Objective >>
Entries follow. Set all of them down as they stand.

Rows of box annotation data >>
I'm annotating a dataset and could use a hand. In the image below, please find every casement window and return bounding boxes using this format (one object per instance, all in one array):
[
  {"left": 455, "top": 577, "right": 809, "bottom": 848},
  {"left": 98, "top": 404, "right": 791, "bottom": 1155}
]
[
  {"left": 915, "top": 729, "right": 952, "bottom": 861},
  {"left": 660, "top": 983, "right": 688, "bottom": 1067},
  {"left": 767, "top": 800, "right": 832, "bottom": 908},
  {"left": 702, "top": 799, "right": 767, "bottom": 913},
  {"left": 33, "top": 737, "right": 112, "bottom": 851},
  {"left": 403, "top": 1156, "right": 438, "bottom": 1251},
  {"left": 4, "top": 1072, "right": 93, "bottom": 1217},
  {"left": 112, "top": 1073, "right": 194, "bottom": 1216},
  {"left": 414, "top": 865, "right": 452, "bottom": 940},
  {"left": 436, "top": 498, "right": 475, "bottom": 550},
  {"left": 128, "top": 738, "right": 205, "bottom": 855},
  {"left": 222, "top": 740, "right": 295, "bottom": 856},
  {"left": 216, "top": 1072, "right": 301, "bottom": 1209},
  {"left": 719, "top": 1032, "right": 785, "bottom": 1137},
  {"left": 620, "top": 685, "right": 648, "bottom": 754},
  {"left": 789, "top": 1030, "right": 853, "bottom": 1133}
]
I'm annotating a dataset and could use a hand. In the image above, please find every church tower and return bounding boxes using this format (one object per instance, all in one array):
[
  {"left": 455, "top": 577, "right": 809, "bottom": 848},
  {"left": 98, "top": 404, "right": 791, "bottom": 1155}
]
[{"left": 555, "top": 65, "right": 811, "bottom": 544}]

Correct response >>
I'm annotating a dataset and could use a hand. In the image below, please find every casement window and return bounding boxes using this format (one object per instance, all in one array):
[
  {"left": 455, "top": 577, "right": 809, "bottom": 848},
  {"left": 98, "top": 404, "right": 791, "bottom": 1155}
]
[
  {"left": 915, "top": 729, "right": 952, "bottom": 861},
  {"left": 660, "top": 983, "right": 688, "bottom": 1067},
  {"left": 767, "top": 800, "right": 832, "bottom": 908},
  {"left": 702, "top": 799, "right": 767, "bottom": 913},
  {"left": 33, "top": 737, "right": 112, "bottom": 851},
  {"left": 403, "top": 1156, "right": 438, "bottom": 1251},
  {"left": 4, "top": 1072, "right": 93, "bottom": 1217},
  {"left": 112, "top": 1073, "right": 194, "bottom": 1216},
  {"left": 414, "top": 865, "right": 452, "bottom": 940},
  {"left": 436, "top": 498, "right": 475, "bottom": 550},
  {"left": 128, "top": 738, "right": 205, "bottom": 855},
  {"left": 222, "top": 740, "right": 295, "bottom": 856},
  {"left": 216, "top": 1072, "right": 301, "bottom": 1209},
  {"left": 719, "top": 1032, "right": 785, "bottom": 1137},
  {"left": 620, "top": 685, "right": 648, "bottom": 754},
  {"left": 789, "top": 1030, "right": 853, "bottom": 1133}
]
I'm annotating a dataset and could use a hand. In the image above, please find every church tower and return bounding boxes using this format (one object per instance, all in one array):
[
  {"left": 455, "top": 577, "right": 809, "bottom": 848},
  {"left": 98, "top": 404, "right": 791, "bottom": 1155}
]
[{"left": 555, "top": 65, "right": 811, "bottom": 544}]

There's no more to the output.